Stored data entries

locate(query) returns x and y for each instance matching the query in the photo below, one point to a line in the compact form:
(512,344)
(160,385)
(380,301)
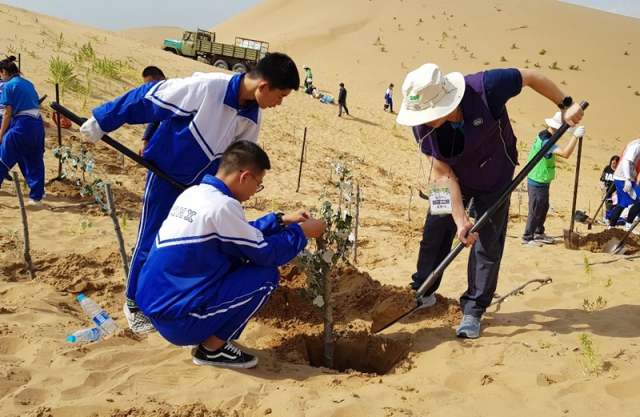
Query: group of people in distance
(200,270)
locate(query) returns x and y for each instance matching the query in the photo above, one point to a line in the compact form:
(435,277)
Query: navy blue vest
(488,154)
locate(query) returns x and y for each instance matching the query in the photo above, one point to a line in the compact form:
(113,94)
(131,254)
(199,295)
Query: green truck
(201,45)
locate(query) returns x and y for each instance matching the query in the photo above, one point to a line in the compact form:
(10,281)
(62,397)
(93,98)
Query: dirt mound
(595,242)
(359,351)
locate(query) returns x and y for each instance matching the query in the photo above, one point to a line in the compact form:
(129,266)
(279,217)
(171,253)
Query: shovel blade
(611,245)
(571,239)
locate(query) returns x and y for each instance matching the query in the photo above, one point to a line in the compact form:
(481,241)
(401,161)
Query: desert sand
(541,351)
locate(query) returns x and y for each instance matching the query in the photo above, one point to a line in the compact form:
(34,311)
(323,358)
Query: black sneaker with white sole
(228,356)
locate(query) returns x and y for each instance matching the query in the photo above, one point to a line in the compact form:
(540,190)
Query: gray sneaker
(427,302)
(469,327)
(532,243)
(138,322)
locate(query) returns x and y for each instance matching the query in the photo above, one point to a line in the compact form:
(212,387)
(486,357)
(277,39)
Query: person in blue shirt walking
(462,123)
(539,180)
(22,130)
(209,270)
(201,115)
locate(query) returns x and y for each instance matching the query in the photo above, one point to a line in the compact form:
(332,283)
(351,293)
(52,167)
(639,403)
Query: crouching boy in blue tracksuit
(209,270)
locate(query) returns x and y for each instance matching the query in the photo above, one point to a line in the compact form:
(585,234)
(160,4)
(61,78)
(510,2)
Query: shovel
(607,195)
(378,327)
(571,238)
(119,147)
(617,247)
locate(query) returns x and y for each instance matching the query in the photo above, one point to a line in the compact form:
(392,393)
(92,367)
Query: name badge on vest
(440,198)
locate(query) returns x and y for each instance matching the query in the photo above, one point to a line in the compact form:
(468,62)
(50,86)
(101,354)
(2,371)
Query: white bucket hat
(555,121)
(429,95)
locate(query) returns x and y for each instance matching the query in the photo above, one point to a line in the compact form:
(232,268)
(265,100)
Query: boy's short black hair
(244,155)
(8,65)
(277,69)
(152,71)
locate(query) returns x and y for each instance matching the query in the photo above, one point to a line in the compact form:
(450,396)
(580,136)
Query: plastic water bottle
(98,315)
(85,335)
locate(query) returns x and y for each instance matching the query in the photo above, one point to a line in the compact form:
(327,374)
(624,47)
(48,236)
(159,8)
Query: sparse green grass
(590,359)
(593,306)
(61,73)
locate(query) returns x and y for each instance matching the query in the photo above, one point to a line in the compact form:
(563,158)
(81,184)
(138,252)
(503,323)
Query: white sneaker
(544,238)
(628,226)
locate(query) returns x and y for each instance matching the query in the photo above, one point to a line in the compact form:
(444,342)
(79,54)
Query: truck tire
(240,68)
(221,63)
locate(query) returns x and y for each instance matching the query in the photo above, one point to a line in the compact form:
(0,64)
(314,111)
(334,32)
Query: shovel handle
(119,147)
(491,211)
(608,193)
(575,186)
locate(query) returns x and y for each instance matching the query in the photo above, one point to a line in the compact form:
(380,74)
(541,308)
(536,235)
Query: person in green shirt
(540,178)
(308,79)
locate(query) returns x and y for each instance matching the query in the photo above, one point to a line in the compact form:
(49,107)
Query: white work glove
(580,131)
(91,130)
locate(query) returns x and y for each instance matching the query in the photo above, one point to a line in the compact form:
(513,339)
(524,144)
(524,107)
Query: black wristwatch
(566,102)
(279,219)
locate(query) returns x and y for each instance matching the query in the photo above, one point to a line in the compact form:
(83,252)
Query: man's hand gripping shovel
(119,147)
(380,323)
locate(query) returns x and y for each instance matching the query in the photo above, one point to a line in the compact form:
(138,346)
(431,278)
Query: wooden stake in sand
(116,227)
(304,142)
(410,199)
(355,228)
(25,226)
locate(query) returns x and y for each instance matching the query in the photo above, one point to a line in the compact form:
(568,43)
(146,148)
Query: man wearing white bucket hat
(539,180)
(463,124)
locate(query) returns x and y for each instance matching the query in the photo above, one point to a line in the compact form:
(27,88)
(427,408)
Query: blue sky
(624,7)
(126,14)
(190,14)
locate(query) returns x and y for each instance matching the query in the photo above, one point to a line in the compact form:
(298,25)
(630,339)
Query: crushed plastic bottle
(98,315)
(84,335)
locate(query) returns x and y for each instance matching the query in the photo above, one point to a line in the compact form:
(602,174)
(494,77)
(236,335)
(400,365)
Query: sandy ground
(541,352)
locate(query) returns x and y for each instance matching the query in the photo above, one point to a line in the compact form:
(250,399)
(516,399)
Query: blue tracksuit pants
(23,144)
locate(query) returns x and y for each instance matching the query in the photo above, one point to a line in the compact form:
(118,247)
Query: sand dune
(530,357)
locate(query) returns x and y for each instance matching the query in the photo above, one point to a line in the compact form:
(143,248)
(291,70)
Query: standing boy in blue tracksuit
(201,115)
(21,130)
(209,270)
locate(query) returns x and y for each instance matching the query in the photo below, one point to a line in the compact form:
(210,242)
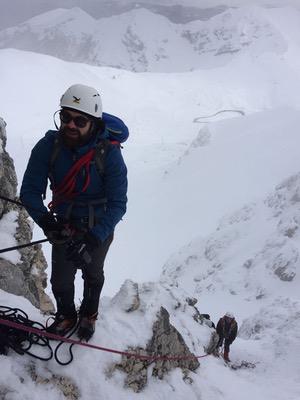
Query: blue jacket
(112,185)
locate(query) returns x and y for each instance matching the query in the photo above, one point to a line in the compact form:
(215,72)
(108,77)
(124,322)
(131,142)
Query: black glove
(56,231)
(80,250)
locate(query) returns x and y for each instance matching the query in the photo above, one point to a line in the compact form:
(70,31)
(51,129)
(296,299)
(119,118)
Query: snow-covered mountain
(140,40)
(213,213)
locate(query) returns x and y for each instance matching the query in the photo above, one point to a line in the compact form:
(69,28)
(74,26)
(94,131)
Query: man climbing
(88,179)
(227,328)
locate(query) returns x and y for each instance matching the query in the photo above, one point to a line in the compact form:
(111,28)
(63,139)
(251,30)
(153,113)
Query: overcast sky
(16,11)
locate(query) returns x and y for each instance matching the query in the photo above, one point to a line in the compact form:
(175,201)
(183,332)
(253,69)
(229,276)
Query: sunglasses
(79,120)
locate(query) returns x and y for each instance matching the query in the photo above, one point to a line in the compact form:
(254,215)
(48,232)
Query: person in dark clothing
(227,328)
(208,321)
(86,203)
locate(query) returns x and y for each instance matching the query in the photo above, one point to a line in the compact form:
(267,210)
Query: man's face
(75,127)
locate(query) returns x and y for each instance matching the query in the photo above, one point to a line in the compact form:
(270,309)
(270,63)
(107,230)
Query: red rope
(92,346)
(66,189)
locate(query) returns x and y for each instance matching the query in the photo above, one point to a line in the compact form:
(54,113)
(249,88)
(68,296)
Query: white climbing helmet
(83,98)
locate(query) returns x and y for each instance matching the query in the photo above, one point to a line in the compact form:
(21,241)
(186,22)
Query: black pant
(63,276)
(226,344)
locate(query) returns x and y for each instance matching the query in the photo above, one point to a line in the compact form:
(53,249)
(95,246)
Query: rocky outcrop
(169,351)
(26,277)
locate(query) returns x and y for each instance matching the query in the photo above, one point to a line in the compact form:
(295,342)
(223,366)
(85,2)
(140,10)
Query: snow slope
(128,41)
(213,166)
(175,164)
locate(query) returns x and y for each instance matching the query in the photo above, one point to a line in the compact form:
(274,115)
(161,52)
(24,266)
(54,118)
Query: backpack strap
(100,155)
(57,146)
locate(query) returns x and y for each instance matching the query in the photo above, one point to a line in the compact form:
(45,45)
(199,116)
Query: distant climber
(227,328)
(208,321)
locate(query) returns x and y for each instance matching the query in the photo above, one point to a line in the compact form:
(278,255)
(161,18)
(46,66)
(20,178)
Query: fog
(17,11)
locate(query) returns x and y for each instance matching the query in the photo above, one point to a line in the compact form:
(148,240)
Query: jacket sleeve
(115,184)
(35,179)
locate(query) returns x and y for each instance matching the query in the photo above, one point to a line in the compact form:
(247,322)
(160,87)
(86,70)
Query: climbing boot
(62,324)
(86,326)
(226,356)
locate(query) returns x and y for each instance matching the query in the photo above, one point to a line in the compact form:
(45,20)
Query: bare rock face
(27,277)
(168,346)
(65,385)
(167,340)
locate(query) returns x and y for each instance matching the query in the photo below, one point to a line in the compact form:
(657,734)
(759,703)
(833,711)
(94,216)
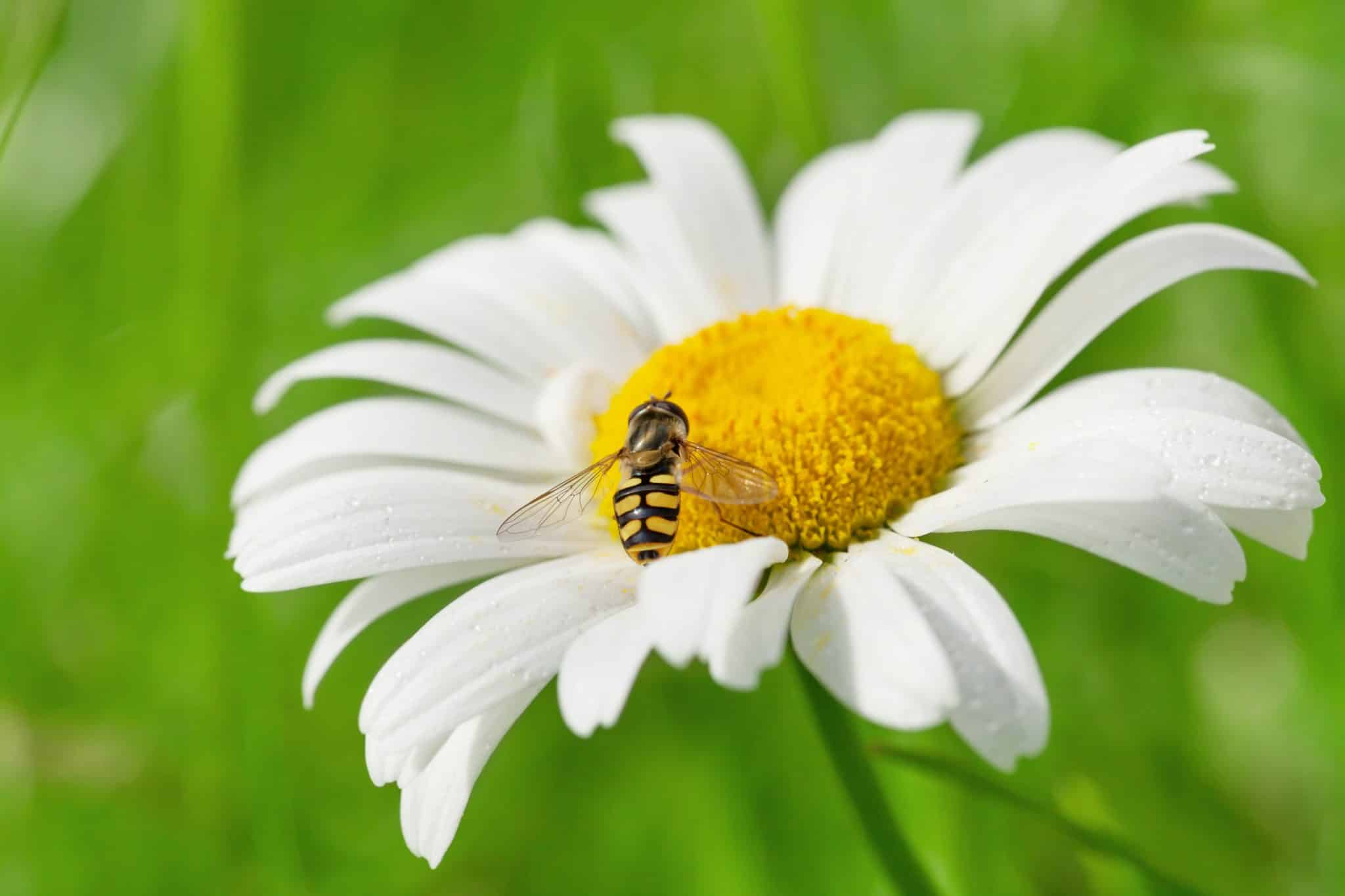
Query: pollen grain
(852,425)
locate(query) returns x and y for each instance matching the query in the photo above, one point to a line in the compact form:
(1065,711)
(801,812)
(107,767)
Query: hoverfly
(658,464)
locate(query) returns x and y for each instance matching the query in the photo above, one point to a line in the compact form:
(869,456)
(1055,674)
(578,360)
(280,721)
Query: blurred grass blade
(30,37)
(862,788)
(786,30)
(1091,839)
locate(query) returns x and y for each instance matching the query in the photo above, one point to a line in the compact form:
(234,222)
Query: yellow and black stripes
(646,507)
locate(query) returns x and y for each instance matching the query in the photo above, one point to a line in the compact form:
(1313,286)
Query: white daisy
(864,352)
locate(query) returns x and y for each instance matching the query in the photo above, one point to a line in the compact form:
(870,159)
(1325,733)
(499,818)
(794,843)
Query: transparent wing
(724,479)
(558,505)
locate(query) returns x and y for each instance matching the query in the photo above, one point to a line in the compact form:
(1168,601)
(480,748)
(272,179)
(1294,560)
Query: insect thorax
(651,429)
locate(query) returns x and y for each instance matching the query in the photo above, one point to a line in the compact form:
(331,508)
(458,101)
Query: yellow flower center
(850,423)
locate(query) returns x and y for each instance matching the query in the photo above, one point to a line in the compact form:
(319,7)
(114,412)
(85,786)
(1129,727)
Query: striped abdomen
(646,507)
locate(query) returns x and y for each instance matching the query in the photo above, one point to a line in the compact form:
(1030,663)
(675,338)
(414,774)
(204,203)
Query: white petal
(1105,498)
(692,599)
(386,519)
(490,331)
(986,308)
(594,255)
(643,222)
(1102,293)
(1286,531)
(1214,458)
(908,167)
(433,801)
(860,633)
(758,636)
(807,221)
(1133,390)
(600,668)
(1002,711)
(505,636)
(376,598)
(985,206)
(707,186)
(567,408)
(393,427)
(564,309)
(416,366)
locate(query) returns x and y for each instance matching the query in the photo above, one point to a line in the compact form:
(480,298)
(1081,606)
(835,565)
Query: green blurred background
(188,184)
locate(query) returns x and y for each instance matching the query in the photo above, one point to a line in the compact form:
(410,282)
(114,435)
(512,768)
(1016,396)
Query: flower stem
(861,785)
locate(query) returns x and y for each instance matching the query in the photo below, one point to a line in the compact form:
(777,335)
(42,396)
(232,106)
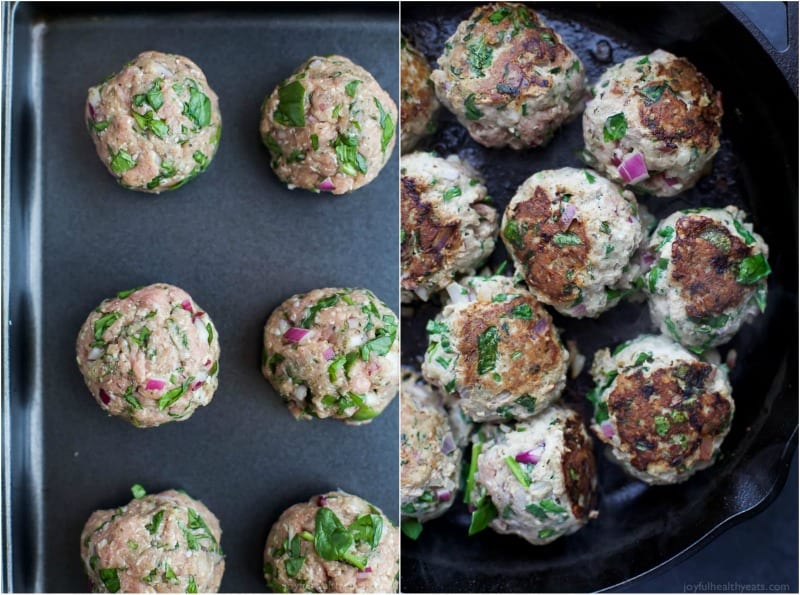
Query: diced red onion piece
(633,169)
(295,335)
(155,384)
(568,216)
(458,294)
(448,445)
(540,326)
(104,397)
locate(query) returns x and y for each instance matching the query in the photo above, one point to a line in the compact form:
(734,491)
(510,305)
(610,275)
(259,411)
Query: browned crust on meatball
(415,101)
(540,349)
(578,467)
(547,265)
(705,256)
(533,45)
(669,119)
(428,241)
(694,415)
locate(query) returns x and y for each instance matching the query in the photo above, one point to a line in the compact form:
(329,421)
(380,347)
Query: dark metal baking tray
(642,529)
(236,239)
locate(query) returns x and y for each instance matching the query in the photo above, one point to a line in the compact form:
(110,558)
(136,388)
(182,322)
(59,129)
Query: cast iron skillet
(641,529)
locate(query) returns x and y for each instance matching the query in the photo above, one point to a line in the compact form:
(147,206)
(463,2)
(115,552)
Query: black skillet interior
(236,239)
(640,528)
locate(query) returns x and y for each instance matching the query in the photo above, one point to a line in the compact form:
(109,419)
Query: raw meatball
(536,480)
(654,122)
(707,277)
(328,127)
(149,355)
(663,412)
(156,123)
(509,78)
(495,347)
(447,227)
(571,235)
(333,353)
(161,543)
(302,556)
(430,460)
(418,103)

== Short exercise ==
Count the lines of the records above that contain the string "meatball". Reply with the number only.

== Problem solution ==
2